_SHORT TASK_: Rewrite the entries from the line containing "Trace the outline of every instance of the bark" through the end of the entries, inclusive, with "bark piece" replaced by "bark chip" and nothing else changed.

_THE DATA_:
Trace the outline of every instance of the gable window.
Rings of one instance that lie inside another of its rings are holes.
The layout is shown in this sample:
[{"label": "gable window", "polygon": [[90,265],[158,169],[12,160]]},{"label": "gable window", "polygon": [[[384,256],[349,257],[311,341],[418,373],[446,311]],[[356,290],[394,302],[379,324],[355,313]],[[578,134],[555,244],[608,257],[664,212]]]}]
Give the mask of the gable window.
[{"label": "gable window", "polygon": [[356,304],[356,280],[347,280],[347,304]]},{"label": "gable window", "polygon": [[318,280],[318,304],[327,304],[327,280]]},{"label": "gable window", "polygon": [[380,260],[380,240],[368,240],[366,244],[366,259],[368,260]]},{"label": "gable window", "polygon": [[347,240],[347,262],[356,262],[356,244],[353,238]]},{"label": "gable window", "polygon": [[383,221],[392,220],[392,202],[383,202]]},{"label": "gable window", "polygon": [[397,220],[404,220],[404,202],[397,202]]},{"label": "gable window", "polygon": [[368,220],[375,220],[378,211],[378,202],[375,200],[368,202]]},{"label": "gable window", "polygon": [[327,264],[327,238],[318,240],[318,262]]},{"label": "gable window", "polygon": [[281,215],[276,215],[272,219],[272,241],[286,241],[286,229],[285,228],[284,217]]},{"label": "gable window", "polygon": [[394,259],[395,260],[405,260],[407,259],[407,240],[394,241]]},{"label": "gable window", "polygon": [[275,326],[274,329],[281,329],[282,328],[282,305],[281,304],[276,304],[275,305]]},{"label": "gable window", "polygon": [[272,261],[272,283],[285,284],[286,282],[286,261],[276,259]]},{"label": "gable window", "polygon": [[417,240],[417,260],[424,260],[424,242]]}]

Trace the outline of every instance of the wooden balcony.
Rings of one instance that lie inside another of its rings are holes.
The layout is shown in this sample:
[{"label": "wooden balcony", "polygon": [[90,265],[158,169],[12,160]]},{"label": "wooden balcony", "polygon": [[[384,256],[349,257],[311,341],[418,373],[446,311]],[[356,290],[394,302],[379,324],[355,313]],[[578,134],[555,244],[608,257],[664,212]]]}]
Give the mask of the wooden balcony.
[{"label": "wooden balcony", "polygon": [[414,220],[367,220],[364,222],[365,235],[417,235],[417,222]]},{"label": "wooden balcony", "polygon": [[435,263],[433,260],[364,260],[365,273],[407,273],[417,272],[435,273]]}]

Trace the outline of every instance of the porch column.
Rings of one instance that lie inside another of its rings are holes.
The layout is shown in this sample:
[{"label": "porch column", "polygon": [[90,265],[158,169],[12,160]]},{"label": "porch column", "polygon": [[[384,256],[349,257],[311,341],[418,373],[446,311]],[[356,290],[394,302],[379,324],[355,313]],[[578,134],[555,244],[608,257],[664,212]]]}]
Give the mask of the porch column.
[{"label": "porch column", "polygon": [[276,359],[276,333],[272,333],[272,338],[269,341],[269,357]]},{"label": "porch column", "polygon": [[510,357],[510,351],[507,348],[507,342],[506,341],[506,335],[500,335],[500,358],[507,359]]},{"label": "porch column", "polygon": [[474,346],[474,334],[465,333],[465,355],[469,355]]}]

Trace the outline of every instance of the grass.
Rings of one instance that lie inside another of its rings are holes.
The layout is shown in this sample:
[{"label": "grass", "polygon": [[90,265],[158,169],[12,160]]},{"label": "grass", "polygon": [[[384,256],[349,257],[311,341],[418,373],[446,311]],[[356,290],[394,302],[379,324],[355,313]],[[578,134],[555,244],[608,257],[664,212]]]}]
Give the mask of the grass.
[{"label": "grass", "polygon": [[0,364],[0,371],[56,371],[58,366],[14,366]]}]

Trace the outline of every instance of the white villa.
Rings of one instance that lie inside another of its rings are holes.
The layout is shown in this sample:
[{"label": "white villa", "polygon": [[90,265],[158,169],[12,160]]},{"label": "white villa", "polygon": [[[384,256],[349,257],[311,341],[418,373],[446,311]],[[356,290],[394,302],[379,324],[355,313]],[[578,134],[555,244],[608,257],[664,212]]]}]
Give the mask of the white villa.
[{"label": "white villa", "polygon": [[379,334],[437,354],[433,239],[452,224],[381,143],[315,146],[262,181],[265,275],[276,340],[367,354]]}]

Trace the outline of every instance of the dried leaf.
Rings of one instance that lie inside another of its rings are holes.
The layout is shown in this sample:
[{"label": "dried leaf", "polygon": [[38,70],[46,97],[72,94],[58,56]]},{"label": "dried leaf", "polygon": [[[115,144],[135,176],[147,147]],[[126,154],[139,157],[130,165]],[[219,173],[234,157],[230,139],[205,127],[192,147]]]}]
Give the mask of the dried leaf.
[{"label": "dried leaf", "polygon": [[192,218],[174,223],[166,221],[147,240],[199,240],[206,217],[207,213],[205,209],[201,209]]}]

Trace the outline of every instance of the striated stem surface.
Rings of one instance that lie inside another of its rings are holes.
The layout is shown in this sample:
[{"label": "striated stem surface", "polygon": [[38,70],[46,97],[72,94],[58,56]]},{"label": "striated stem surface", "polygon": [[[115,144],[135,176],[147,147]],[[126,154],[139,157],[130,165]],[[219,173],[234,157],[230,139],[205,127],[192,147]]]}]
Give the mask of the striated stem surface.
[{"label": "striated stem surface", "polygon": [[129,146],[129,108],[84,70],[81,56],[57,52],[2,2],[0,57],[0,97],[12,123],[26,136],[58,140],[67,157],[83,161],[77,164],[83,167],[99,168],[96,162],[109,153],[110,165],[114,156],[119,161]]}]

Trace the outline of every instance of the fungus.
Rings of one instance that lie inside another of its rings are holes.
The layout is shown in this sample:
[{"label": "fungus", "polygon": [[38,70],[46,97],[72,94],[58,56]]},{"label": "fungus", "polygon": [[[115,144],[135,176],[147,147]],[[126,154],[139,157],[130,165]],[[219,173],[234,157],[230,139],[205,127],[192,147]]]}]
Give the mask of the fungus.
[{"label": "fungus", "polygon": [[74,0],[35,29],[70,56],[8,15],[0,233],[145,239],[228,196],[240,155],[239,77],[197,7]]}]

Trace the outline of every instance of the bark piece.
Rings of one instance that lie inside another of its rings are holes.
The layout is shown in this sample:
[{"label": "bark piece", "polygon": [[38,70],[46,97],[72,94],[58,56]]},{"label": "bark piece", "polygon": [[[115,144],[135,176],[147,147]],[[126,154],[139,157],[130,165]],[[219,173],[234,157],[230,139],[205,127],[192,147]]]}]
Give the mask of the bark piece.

_PROBLEM SOLUTION_:
Trace the outline of every instance of the bark chip.
Rings of one instance that lie inside another of its rings are holes.
The layout is shown in this sample:
[{"label": "bark chip", "polygon": [[38,70],[46,97],[72,94],[58,56]]},{"label": "bark chip", "polygon": [[[115,144],[135,176],[147,147]],[[126,154],[139,157],[130,165]],[[219,173],[234,157],[230,139],[205,127],[192,147]]]}]
Give the mask of the bark chip.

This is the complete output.